- **Directions for this task**
Output every entry exactly, from the first line to the last.

━━━━━ Given entries

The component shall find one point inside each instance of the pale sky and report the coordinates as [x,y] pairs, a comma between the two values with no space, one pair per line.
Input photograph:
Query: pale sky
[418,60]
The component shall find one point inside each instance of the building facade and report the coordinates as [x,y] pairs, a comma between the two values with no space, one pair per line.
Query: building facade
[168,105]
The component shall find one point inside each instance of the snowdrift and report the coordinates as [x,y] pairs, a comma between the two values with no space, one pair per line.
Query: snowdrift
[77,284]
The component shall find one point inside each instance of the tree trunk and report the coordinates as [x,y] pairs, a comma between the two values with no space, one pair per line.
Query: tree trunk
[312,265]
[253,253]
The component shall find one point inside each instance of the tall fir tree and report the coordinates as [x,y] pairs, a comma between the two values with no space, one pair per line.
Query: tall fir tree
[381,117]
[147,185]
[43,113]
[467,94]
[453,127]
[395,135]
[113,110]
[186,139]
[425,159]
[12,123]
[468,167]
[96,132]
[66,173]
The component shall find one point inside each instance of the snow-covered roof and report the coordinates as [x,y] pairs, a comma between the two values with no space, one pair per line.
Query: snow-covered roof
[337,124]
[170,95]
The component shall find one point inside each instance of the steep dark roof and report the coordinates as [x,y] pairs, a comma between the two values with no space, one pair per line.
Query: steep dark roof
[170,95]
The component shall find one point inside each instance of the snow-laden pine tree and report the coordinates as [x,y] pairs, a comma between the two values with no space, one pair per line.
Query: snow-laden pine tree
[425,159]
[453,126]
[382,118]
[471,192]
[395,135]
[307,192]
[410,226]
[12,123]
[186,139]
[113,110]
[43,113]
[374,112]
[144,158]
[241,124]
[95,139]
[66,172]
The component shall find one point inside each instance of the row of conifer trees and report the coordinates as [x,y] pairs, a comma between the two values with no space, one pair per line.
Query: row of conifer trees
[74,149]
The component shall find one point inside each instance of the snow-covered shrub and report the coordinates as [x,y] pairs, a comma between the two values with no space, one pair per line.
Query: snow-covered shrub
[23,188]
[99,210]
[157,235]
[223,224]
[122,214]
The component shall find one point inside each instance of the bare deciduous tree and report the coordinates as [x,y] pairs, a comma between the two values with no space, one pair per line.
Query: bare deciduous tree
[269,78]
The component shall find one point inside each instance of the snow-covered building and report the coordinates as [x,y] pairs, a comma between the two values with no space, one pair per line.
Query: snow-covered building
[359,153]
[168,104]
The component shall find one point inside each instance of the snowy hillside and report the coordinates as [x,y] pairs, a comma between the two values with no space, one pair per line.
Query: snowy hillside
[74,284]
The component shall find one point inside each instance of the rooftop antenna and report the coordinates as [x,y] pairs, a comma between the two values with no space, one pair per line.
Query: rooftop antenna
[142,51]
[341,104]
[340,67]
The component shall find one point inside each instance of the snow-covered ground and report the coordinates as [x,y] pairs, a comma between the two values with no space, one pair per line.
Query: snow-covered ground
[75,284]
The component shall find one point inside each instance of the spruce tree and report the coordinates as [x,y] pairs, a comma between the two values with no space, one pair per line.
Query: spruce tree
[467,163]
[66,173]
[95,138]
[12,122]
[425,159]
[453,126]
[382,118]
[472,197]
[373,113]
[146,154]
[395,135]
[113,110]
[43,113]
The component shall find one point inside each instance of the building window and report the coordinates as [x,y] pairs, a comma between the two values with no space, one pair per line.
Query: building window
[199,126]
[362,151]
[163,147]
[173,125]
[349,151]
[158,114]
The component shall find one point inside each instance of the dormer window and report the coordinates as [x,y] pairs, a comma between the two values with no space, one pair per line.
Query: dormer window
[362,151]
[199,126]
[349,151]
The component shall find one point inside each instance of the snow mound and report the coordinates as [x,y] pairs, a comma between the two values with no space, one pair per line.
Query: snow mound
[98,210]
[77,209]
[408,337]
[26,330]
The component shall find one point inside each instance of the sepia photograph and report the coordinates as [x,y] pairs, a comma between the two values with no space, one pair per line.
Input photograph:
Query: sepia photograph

━━━━━━━━━━

- **Finished exercise**
The component shall find one point inside each instance of the pale sky and report the coordinates as [x,y] pairs, a comma between the two values with no space, one pair per line.
Input photograph:
Query: pale sky
[418,60]
The component shall find one point inside each instance of the building facade and report the coordinates as [x,y] pairs, a comma between the two values with no space, one pair per line.
Query: building facade
[168,105]
The component shall find one point inside each instance of the snowdrift and report the coordinates as [x,y] pairs, a comma between the two values with no space, one pair per line.
Query: snowdrift
[77,284]
The component shall find one point inside each instance of the tree trunk and report the coordinates as [x,y] pairs, a comma between the two values with no space, one pair per line.
Query: tree trunk
[312,265]
[253,253]
The component shall find one point inside each instance of the tall fir tree and report the coordinates as [x,y] pairs, a comma between the two values with no space, one pair per line.
Query: tall fir tree
[381,117]
[147,185]
[43,113]
[467,94]
[453,127]
[395,135]
[113,110]
[186,139]
[425,159]
[12,123]
[468,167]
[96,132]
[66,173]
The component shall find one point inside each instance of the snow-covered roof and report the coordinates as [x,y] pairs, a comma between the two values with no space, one pair per line.
Query: snow-covered roof
[337,124]
[170,95]
The component shall find one point inside each instance of the steep dark roof and report the coordinates as [x,y] pairs, a comma between the two values with no space, one pair per line.
Query: steep dark roof
[170,95]
The component shall find one point inside each instance of the snow-laden pine tree and report the coordinates as [x,y] pairs, a comma between the two values with no space, one pair per line.
Query: snow-laden pine tree
[425,159]
[453,126]
[382,118]
[471,192]
[395,135]
[307,192]
[410,226]
[12,123]
[186,139]
[113,110]
[43,113]
[374,112]
[144,158]
[241,124]
[95,139]
[66,172]
The component shall find one point inside each instance of the row of conifer trees and report the coordinates as [x,y] pairs, a comma between the two values with no space, one pair per line.
Query: row of conifer trees
[74,149]
The component shall find one point inside each instance of the snow-covered shrub and report the coordinates as [x,y] pairs, a comma between the two values with no space, one pair per line.
Query: snow-covered shrub
[23,188]
[99,210]
[157,235]
[223,224]
[122,214]
The component shall find one point inside each instance of the bare deciduous tree and report the coordinates as [x,y] pairs, a comma between the two values with no space, one pair per line.
Query: bare deciduous tree
[269,78]
The component shall find one point inside each instance of the snow-covered building and report the coordinates as [x,y] pairs, a comma between the two values with no space, one pair per line.
Query: snow-covered building
[359,153]
[168,104]
The component shall find one point inside each instance of the snowy hillside and report the coordinates as [x,y] pairs, a comma between the two values with no space, one pair per line.
Query: snowy hillside
[74,284]
The component shall find one point inside each instance of the rooftop antenna and report the coordinates as [x,y] pairs, a comma between the two values with no space, one pair per line.
Query: rooftop antenna
[142,51]
[341,104]
[340,67]
The component shall find one point inside each instance of the snow-covered ground and report the coordinates as [x,y] pairs, a comma between the two values with no space, one pair per line.
Query: snow-covered ground
[75,284]
The component shall find one point inside each instance of the spruce tree and report the coordinates as [x,y] pairs, a comma between the two values with no space, one pair per line.
Query: spruce tree
[467,163]
[66,173]
[95,138]
[12,122]
[425,159]
[453,126]
[382,118]
[472,197]
[373,113]
[146,154]
[395,135]
[113,110]
[43,113]
The component shall find one point inside each instance of the building window and report the coordinates as [x,y] pairs, a comma between the two values with no space, one pair per line.
Query: building window
[199,126]
[362,151]
[163,147]
[173,125]
[349,151]
[158,114]
The component shall find one point inside each instance of the dormer window and report the coordinates as [x,y] pairs, a comma between the two values with no space, one pair per line.
Query: dormer window
[362,151]
[199,126]
[349,151]
The component shall find one point inside each instance of the snow mound and report the coordinates as [x,y] pairs, a comma between the two values with no space, one pair per line.
Query: snow mound
[98,210]
[77,209]
[408,337]
[26,330]
The component shall find one point inside each instance of the sepia photograph and report the coordinates as [x,y] pairs, a comma between the two values with no space, one pair per line.
Input photograph:
Query: sepia photograph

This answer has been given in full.